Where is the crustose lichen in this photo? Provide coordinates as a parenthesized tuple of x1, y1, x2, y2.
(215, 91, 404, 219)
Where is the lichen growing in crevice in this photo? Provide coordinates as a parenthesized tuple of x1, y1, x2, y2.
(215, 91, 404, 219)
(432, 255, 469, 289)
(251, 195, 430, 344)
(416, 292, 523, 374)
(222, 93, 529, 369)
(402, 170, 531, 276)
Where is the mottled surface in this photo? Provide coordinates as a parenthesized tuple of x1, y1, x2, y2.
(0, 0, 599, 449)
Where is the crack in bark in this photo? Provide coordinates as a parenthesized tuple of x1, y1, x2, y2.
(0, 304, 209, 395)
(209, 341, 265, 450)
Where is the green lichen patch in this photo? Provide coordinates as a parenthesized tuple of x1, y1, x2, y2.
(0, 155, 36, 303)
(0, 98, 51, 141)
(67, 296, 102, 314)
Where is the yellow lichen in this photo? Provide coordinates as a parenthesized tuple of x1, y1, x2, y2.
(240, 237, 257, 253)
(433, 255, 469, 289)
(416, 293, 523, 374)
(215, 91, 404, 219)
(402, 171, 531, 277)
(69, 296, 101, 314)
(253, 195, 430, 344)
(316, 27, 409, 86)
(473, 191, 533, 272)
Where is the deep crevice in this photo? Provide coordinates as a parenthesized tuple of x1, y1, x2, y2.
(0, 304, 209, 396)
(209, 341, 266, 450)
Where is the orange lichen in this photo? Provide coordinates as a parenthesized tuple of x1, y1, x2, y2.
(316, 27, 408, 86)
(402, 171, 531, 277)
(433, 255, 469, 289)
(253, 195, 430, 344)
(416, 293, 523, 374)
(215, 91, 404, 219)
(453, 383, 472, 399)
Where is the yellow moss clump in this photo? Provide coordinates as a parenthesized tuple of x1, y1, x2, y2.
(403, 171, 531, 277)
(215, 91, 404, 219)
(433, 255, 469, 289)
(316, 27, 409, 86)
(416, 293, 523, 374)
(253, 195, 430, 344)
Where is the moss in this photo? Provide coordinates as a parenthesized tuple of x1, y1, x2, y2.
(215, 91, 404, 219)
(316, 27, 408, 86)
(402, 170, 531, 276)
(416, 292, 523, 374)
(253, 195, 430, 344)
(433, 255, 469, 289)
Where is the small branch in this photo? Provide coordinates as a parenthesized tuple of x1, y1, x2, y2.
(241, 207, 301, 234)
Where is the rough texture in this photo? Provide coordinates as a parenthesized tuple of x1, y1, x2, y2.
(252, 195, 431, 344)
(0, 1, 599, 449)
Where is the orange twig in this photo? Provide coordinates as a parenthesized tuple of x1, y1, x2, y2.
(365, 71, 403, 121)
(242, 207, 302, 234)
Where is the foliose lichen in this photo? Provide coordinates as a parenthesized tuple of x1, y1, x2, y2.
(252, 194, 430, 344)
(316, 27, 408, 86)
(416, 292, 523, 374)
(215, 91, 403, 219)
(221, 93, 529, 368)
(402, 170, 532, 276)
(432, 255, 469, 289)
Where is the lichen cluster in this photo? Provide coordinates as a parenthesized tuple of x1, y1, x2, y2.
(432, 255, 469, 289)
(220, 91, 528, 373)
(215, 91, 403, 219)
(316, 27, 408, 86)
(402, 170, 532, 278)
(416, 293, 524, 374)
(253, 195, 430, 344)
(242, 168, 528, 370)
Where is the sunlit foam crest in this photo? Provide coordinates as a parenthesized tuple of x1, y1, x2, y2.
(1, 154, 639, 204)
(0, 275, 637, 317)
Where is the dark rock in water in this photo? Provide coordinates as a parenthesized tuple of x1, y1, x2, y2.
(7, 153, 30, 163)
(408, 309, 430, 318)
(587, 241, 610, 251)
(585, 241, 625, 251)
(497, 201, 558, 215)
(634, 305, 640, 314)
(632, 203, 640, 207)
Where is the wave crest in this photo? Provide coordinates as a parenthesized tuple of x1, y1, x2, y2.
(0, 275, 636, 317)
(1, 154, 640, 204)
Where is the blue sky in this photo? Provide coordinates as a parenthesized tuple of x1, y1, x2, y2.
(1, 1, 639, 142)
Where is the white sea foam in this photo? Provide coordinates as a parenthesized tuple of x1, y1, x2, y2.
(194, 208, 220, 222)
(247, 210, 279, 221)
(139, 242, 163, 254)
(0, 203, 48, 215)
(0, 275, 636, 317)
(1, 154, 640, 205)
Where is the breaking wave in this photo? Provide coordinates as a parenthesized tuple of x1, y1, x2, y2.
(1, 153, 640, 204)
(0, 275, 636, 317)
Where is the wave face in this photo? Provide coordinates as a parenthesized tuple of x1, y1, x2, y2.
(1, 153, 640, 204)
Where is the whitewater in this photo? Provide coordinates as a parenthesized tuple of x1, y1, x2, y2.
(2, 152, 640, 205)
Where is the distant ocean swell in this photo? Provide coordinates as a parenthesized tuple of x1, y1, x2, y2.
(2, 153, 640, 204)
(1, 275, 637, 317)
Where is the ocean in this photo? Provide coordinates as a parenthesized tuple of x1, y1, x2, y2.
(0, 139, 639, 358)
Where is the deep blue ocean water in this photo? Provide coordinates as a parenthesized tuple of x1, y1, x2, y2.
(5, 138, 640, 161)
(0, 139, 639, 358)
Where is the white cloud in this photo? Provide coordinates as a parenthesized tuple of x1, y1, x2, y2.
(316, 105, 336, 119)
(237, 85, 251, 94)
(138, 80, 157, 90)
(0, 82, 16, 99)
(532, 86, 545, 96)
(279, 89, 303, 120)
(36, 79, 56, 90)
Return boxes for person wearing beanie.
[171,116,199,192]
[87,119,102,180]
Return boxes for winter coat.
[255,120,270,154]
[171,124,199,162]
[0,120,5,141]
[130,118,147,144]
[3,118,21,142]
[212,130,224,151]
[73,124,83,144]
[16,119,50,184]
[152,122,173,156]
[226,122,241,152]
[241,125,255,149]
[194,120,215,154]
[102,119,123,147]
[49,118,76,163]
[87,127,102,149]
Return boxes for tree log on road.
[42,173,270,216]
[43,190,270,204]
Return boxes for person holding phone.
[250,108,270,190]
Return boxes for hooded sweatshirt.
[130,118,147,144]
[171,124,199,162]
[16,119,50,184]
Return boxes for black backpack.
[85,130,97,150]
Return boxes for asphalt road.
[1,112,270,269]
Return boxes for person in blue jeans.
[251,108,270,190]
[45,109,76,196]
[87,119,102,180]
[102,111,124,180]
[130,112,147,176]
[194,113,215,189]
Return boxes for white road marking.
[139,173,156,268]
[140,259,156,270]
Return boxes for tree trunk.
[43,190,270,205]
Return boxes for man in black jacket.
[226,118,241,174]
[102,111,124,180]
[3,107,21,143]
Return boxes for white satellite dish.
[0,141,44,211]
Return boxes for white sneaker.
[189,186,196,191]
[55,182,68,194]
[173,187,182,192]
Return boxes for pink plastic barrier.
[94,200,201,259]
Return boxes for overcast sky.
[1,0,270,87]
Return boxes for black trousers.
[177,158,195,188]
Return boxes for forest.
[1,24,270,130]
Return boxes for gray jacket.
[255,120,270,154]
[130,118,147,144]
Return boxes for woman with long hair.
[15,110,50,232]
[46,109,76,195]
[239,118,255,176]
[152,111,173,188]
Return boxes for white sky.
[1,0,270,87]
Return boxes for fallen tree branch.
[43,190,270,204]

* * *

What the exercise asks
A complete, exact transcription of the records is needed.

Response below
Where is the crustose lichen in this photo? Provide coordinates as a parenthesized tuple of x1, y1, x2, y2.
(215, 91, 404, 219)
Where is the lichen growing in crevice in this photo? Provide coordinates as a parenthesized tuple of x1, y1, x2, y2.
(215, 91, 404, 219)
(432, 255, 469, 289)
(251, 195, 430, 344)
(416, 292, 523, 374)
(222, 93, 529, 369)
(402, 170, 531, 276)
Where is the mottled surface in this photo? Provide coordinates as a parenthesized tuple of x1, y1, x2, y2.
(0, 0, 599, 449)
Where is the crack in bark in this photo? Provide coordinates as a parenthesized tuple of x1, y1, x2, y2.
(0, 304, 209, 395)
(209, 341, 265, 450)
Where is the green lichen patch in this photo? Provide coordinates as a parenthesized tuple of x1, y1, x2, y2.
(0, 155, 36, 303)
(0, 98, 51, 141)
(67, 296, 102, 314)
Where is the yellow lichen in this photo? Provide coordinates as a parenthesized tuple of x1, y1, x2, y2.
(240, 237, 257, 253)
(433, 255, 469, 289)
(416, 293, 523, 374)
(215, 91, 404, 219)
(402, 171, 531, 277)
(69, 296, 101, 314)
(253, 195, 430, 344)
(316, 27, 409, 86)
(473, 191, 533, 272)
Where is the deep crevice in this photo? Provide coordinates as a parenthesized tuple of x1, y1, x2, y2.
(0, 304, 209, 396)
(209, 341, 266, 450)
Where is the orange lichen in this photo? Provide coordinates as a parenthesized tuple of x1, y1, x2, y2.
(316, 27, 408, 86)
(402, 171, 531, 277)
(433, 255, 469, 289)
(253, 195, 430, 344)
(416, 293, 523, 374)
(215, 91, 404, 219)
(453, 383, 472, 399)
Where is the yellow moss clump in this photo? Provide coordinates as a parenthesized tuple of x1, y1, x2, y2.
(403, 171, 531, 277)
(215, 91, 404, 219)
(433, 255, 469, 289)
(316, 27, 409, 86)
(416, 293, 523, 374)
(253, 195, 430, 344)
Where is the moss in this photo? Provide coordinates as a parenthesized tuple of x1, y1, x2, y2.
(215, 91, 404, 219)
(316, 27, 408, 86)
(402, 170, 531, 276)
(416, 292, 523, 374)
(253, 195, 430, 344)
(433, 255, 469, 289)
Where is the small branch in this photo? Provide coordinates as a parenthesized tuple of x1, y1, x2, y2.
(241, 207, 301, 234)
Where is the rough texture in this photo? Provide coordinates as a parenthesized tuple of x1, y1, x2, y2.
(252, 195, 431, 344)
(0, 1, 599, 449)
Where is the orange twig in this photo? Provide coordinates as a parenthesized tuple of x1, y1, x2, y2.
(365, 71, 403, 121)
(242, 207, 302, 234)
Where is the foliose lichen in this photo? Provide coordinates as a parenthesized tuple of x1, y1, x2, y2.
(252, 194, 430, 344)
(316, 27, 408, 86)
(416, 292, 523, 374)
(215, 91, 403, 219)
(221, 93, 529, 368)
(402, 170, 532, 276)
(432, 255, 469, 289)
Where is the lichen cluster in this photo? Provide coordinates as a parenthesized tuple of x1, y1, x2, y2.
(432, 255, 469, 289)
(220, 91, 528, 373)
(215, 91, 403, 219)
(316, 27, 408, 86)
(402, 170, 532, 278)
(416, 293, 524, 374)
(253, 195, 430, 344)
(242, 168, 528, 370)
Where is the sunlit foam crest in this photo? Provide coordinates as a parenthesized tuple of x1, y1, x2, y2.
(1, 154, 639, 204)
(0, 275, 637, 317)
Where is the dark rock in water in this photo? Provide coordinates as a parenthesized tuple of x1, y1, x2, y2.
(7, 153, 30, 163)
(408, 309, 430, 318)
(587, 241, 610, 251)
(585, 241, 625, 251)
(497, 201, 558, 215)
(634, 305, 640, 314)
(632, 203, 640, 207)
Where is the wave crest in this photo? Provide coordinates as a parenthesized tuple of x1, y1, x2, y2.
(0, 275, 636, 317)
(1, 154, 640, 204)
Where is the blue sky in this photo? Provide coordinates as a parenthesized tuple of x1, y1, x2, y2.
(1, 1, 639, 142)
Where is the white sea foam in this photo? Provide coordinates as a parenthesized tuple of x1, y1, x2, y2.
(194, 208, 220, 222)
(247, 210, 279, 221)
(139, 242, 163, 254)
(0, 203, 48, 215)
(0, 275, 636, 317)
(1, 154, 640, 205)
Where is the breaking wave in this photo? Provide coordinates as a parenthesized tuple of x1, y1, x2, y2.
(1, 153, 640, 204)
(0, 275, 636, 317)
Where is the wave face in this photo? Provide coordinates as a parenthesized tuple of x1, y1, x2, y2.
(1, 153, 640, 204)
Where is the whitewater in this photo? Provide coordinates as a parenthesized tuple of x1, y1, x2, y2.
(2, 152, 640, 205)
Where is the distant ocean swell in this photo? Provide coordinates as a parenthesized tuple of x1, y1, x2, y2.
(2, 153, 640, 204)
(1, 275, 637, 317)
Where is the ocean in this photo? Provide coordinates as a parenthesized tuple of x1, y1, x2, y2.
(0, 139, 639, 358)
Where is the deep blue ocean water in this photo? Provide coordinates as a parenthesized tuple of x1, y1, x2, y2.
(5, 138, 640, 161)
(0, 139, 639, 358)
Where is the white cloud in this photo? Provide coordinates as a parenthesized tuple of x1, y1, x2, y2.
(316, 105, 336, 119)
(237, 85, 251, 94)
(138, 80, 157, 90)
(0, 82, 16, 99)
(532, 86, 545, 96)
(279, 89, 303, 120)
(36, 79, 56, 90)
Return boxes for person wearing beanie.
[171,116,199,192]
[87,119,102,180]
Return boxes for winter coat.
[255,120,270,154]
[171,124,199,162]
[0,120,5,141]
[130,118,147,144]
[3,118,21,142]
[212,130,224,151]
[73,124,83,144]
[16,119,50,184]
[152,122,173,156]
[226,122,241,152]
[241,125,255,149]
[194,120,215,154]
[102,119,123,147]
[49,118,76,163]
[87,127,102,149]
Return boxes for tree log on road.
[42,173,270,216]
[43,190,270,204]
Return boxes for person holding phone.
[250,108,270,190]
Return boxes for hooded sweatshirt.
[130,118,147,144]
[171,124,199,162]
[16,119,50,184]
Return boxes for black backpack.
[85,130,97,150]
Return boxes for asphalt road.
[1,112,270,269]
Return boxes for person in blue jeans.
[251,108,270,190]
[45,109,76,196]
[87,119,102,180]
[102,111,124,180]
[130,112,147,176]
[194,113,215,189]
Return boxes for white road marking.
[139,173,156,268]
[140,259,156,270]
Return boxes for tree trunk.
[43,190,270,205]
Return boxes for man in black jacket.
[226,118,241,174]
[102,111,124,180]
[3,107,21,143]
Return boxes for white satellite dish.
[0,141,44,211]
Return boxes for white sneaker.
[189,186,196,191]
[55,182,68,194]
[173,187,182,192]
Return boxes for pink plastic barrier.
[94,200,201,259]
Return boxes for overcast sky.
[1,0,270,87]
Return boxes for black trousers.
[177,158,195,188]
Return boxes for forest.
[1,24,270,130]
Return boxes for gray jacket.
[255,120,270,154]
[130,118,147,144]
Return boxes for woman with long hair.
[15,110,50,232]
[46,109,76,195]
[239,118,255,176]
[152,111,173,188]
Return boxes for white sky.
[1,0,270,87]
Return boxes for fallen tree branch.
[43,190,270,204]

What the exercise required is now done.